[START THE DATA]

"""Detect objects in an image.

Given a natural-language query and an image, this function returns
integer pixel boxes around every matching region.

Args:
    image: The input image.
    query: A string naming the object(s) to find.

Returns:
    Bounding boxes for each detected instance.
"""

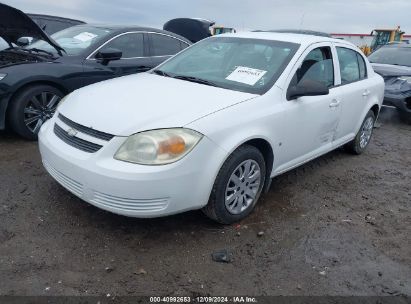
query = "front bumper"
[0,90,10,130]
[39,115,226,217]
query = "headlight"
[398,76,411,83]
[114,128,203,165]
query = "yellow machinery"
[361,26,404,55]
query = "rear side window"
[337,47,367,84]
[150,34,183,56]
[292,47,334,88]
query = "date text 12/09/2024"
[150,296,258,303]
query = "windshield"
[368,47,411,67]
[155,37,299,94]
[26,25,110,56]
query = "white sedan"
[39,32,384,224]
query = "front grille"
[91,191,169,212]
[54,124,103,153]
[43,160,83,197]
[58,113,114,141]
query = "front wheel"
[9,85,64,140]
[345,111,375,155]
[203,145,266,224]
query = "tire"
[203,145,266,224]
[344,110,375,155]
[399,111,411,124]
[8,85,64,140]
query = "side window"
[150,34,182,56]
[180,41,190,50]
[357,53,367,79]
[337,47,366,84]
[99,33,144,58]
[292,47,334,88]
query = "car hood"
[58,73,258,136]
[0,3,64,52]
[0,49,47,68]
[372,63,411,78]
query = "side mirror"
[96,48,123,65]
[287,79,330,100]
[16,37,30,47]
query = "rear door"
[147,33,189,67]
[277,43,341,173]
[335,44,373,145]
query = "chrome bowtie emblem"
[67,129,78,137]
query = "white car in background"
[39,32,384,224]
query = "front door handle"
[330,99,341,108]
[362,90,371,97]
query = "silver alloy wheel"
[360,117,374,149]
[24,92,61,134]
[225,159,261,214]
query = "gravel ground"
[0,111,411,296]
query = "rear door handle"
[330,99,341,108]
[362,90,371,97]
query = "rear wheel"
[9,85,64,140]
[203,145,266,224]
[345,111,375,155]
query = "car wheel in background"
[345,110,375,155]
[203,145,266,224]
[9,85,64,140]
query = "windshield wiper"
[152,70,172,77]
[13,47,55,57]
[25,48,54,57]
[172,75,218,87]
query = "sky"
[0,0,411,34]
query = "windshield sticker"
[226,66,267,86]
[73,32,97,42]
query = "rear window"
[337,47,367,84]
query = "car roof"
[381,43,411,48]
[255,29,331,38]
[27,14,85,24]
[218,31,355,47]
[69,23,192,44]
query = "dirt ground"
[0,110,411,296]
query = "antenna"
[300,12,305,30]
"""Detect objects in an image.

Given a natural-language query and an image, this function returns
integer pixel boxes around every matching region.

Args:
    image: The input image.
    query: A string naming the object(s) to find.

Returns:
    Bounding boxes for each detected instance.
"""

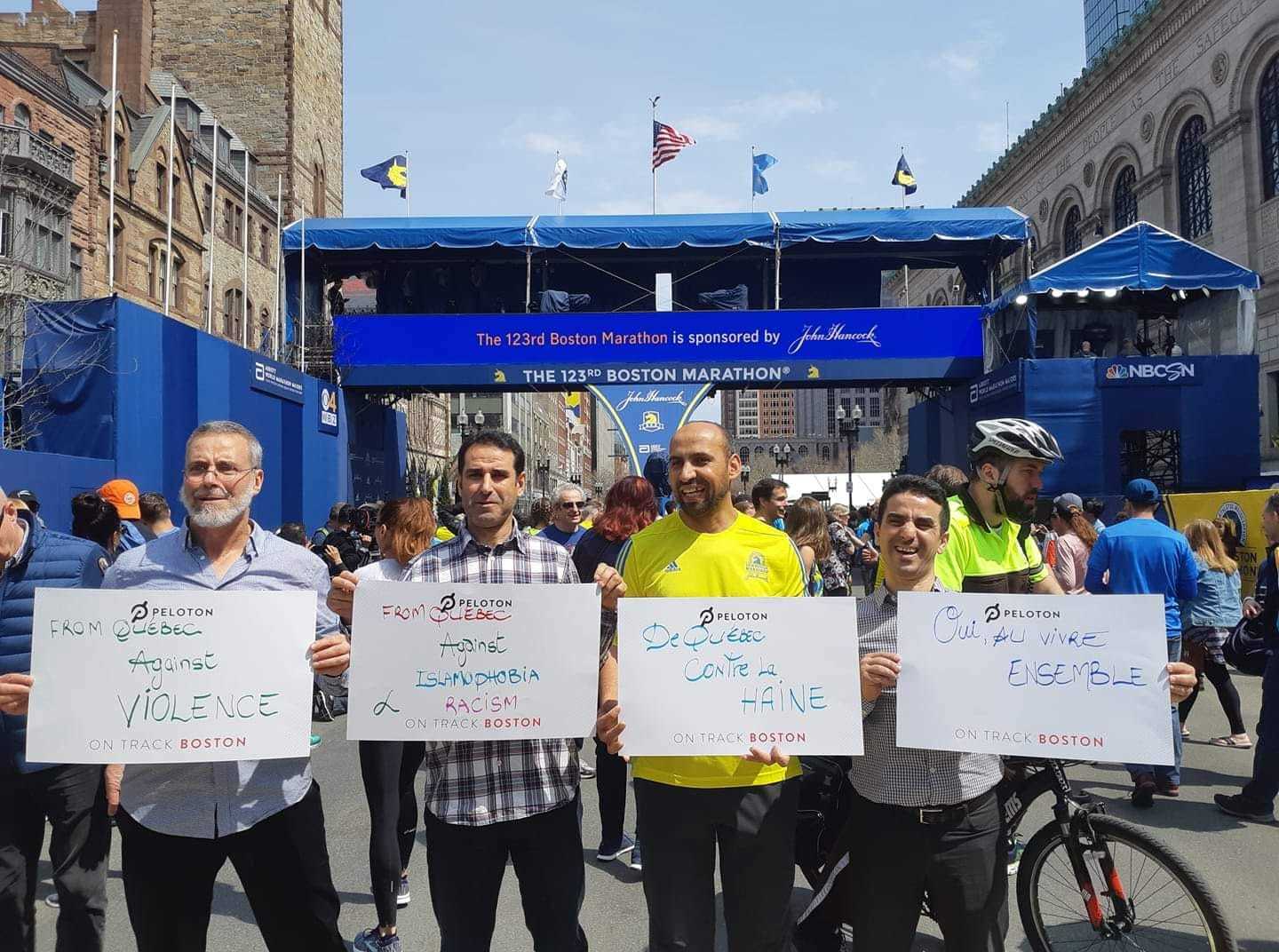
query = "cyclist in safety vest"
[936,418,1063,595]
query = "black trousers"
[426,797,587,952]
[595,740,627,845]
[116,783,346,952]
[634,777,798,952]
[844,790,1008,952]
[0,766,111,952]
[360,741,426,925]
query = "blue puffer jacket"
[0,512,107,774]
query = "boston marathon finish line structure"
[282,207,1029,472]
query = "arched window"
[1110,165,1137,232]
[1258,56,1279,198]
[1061,205,1084,258]
[1177,115,1212,238]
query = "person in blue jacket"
[0,488,110,952]
[1084,480,1198,807]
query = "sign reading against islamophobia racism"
[896,592,1172,764]
[27,589,316,764]
[618,598,862,757]
[346,580,598,741]
[334,307,981,390]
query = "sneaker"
[351,926,401,952]
[1132,774,1155,810]
[1008,837,1026,876]
[595,833,636,862]
[1212,793,1275,822]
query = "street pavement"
[36,674,1279,952]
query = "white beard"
[179,480,257,528]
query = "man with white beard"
[99,420,351,952]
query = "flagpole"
[271,174,284,361]
[163,83,178,317]
[107,29,120,294]
[648,95,661,215]
[204,118,218,334]
[241,146,249,351]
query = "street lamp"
[535,458,552,499]
[835,401,862,512]
[770,443,793,479]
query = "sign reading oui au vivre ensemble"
[27,589,316,764]
[346,581,600,741]
[618,598,862,757]
[896,592,1172,764]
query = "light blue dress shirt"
[102,522,340,839]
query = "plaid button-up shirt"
[404,526,598,827]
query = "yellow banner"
[1164,488,1270,595]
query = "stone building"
[892,0,1279,464]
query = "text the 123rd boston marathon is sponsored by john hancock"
[346,581,600,741]
[27,589,316,764]
[896,592,1172,764]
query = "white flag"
[546,159,568,201]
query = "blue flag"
[360,155,408,198]
[751,152,778,194]
[890,152,916,194]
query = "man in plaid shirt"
[329,430,624,952]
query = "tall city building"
[1084,0,1159,67]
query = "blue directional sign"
[334,307,982,390]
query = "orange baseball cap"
[97,480,142,520]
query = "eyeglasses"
[183,464,257,482]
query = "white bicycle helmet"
[968,417,1066,464]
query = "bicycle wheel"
[1017,813,1235,952]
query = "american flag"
[652,120,697,171]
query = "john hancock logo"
[746,551,768,583]
[640,409,666,432]
[787,324,883,353]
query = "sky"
[50,0,1084,424]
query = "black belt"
[871,789,995,827]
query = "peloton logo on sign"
[1107,361,1195,384]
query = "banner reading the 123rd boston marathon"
[27,589,316,764]
[334,307,981,389]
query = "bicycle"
[799,758,1236,952]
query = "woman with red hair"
[573,476,657,870]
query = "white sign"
[346,581,600,741]
[618,598,862,757]
[896,592,1172,764]
[27,589,316,764]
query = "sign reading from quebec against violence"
[27,589,316,764]
[346,581,600,741]
[896,592,1172,764]
[618,598,862,757]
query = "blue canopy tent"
[282,207,1029,350]
[985,221,1261,369]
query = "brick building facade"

[END THE DATA]

**REQUIRED WORK**
Please copy out every line of the records that contains the word "bicycle". Case counts, so include only lines where the letters match in case.

**COMPLETED TASK**
query = "white bicycle helmet"
query = "bicycle wheel"
query = "bicycle"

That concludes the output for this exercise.